§ TEXT
====
X-Rays and the Bones of His Wife's Hand: Röntgen's Accidental Discovery
March 28, 2026 · 4 min read
The Fact
X-rays were discovered accidentally by Wilhelm Röntgen in 1895; his first image was of his wife's hand.
The Accidental Discovery
Röntgen was studying cathode rays — streams of electrons traveling through evacuated glass tubes — a popular area of physics research in the 1890s. He had covered his cathode ray tube with black cardboard to block visible light and was working in a darkened room to observe any fluorescence that might leak through. When he activated the tube, he noticed that a fluorescent screen coated with barium platinocyanide lying on a nearby bench was glowing, even though it was positioned well beyond the range where cathode rays could reach.
Something was penetrating the cardboard and the air and causing the screen to fluoresce. Röntgen quickly determined that the unknown rays — which he named "X-rays" because their nature was unknown to him — traveled in straight lines from the cathode ray tube, were not deflected by magnetic fields (unlike cathode rays), and could penetrate various materials to different degrees. Dense materials like lead and bone blocked them; softer materials like muscle and wood allowed them through.
The First Radiograph
For six weeks after his initial discovery, Röntgen worked in near-complete secrecy, barely sleeping, eating in his laboratory, and telling almost nobody what he had found. He was methodically characterizing the properties of his mysterious rays before making any announcement. One of the most productive evenings of this period was December 22, 1895, when he asked his wife Anna Bertha Ludwig to hold her hand in front of a photographic plate while he exposed it to X-rays for about fifteen minutes.
The resulting image — a ghostly photograph showing the bones of her hand and the dark outline of her wedding ring against the paler flesh — was the first radiograph of a human body part ever produced. When Bertha saw the image of her own skeleton, she reportedly said "I have seen my death." The reaction was not unusual. The idea of seeing through living flesh was so alien, so startlingly intimate with mortality, that it disturbed many of the people who first encountered it.
====
§ INFORMATION
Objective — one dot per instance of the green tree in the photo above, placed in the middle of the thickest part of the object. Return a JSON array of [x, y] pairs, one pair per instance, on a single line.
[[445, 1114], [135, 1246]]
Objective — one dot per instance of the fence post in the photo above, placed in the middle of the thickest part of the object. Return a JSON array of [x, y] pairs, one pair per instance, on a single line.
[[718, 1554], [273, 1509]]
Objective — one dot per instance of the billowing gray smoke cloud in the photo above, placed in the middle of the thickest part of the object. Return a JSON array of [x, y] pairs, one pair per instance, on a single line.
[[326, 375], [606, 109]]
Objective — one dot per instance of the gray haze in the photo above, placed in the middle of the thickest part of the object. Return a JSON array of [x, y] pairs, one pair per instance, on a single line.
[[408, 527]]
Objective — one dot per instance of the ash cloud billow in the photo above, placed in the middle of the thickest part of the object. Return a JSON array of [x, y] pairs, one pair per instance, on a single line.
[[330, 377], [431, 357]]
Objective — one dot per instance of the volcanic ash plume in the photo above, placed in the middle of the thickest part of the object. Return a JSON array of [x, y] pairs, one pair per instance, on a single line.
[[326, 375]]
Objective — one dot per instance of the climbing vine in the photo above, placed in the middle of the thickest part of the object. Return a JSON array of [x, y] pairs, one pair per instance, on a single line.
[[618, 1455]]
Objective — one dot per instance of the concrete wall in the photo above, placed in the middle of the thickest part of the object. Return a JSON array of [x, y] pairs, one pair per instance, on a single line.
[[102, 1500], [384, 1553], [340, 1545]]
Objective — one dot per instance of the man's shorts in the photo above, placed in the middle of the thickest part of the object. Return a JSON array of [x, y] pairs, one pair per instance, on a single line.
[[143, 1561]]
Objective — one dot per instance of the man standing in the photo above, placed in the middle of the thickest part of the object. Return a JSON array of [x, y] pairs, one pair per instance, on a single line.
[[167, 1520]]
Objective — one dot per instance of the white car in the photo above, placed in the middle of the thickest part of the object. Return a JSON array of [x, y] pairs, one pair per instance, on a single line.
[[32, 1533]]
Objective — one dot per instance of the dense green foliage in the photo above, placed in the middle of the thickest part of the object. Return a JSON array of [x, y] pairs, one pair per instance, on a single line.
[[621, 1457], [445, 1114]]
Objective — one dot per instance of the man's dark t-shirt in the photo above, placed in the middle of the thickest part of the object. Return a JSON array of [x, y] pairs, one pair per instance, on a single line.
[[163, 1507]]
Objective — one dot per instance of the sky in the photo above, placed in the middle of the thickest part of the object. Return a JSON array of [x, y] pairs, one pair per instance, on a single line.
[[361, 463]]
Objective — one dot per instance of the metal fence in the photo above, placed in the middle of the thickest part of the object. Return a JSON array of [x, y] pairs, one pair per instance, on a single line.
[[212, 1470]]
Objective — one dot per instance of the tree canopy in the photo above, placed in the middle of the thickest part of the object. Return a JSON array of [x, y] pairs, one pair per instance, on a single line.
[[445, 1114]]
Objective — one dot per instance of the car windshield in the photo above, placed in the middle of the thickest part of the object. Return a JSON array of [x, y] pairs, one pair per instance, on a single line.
====
§ WHAT THIS EXERCISE ASKS
a - Please copy the Röntgen article from "X-Rays and the" to "rays could reach.", replacing "cardboard" with "paper".
b - Translate this sentence from the Röntgen article into Spanish: "Dense materials like lead and bone blocked them; softer materials like muscle and wood allowed them through."
The records are separate material, unrelated to the Röntgen article.

§ SOLUTIONS TO THE EXERCISE
a -
X-Rays and the Bones of His Wife's Hand: Röntgen's Accidental Discovery
March 28, 2026 · 4 min read
The Fact
X-rays were discovered accidentally by Wilhelm Röntgen in 1895; his first image was of his wife's hand.
The Accidental Discovery
Röntgen was studying cathode rays — streams of electrons traveling through evacuated glass tubes — a popular area of physics research in the 1890s. He had covered his cathode ray tube with black paper to block visible light and was working in a darkened room to observe any fluorescence that might leak through. When he activated the tube, he noticed that a fluorescent screen coated with barium platinocyanide lying on a nearby bench was glowing, even though it was positioned well beyond the range where cathode rays could reach.

b - Los materiales densos, como el plomo y el hueso, los bloqueaban; los materiales más blandos, como el músculo y la madera, los dejaban pasar.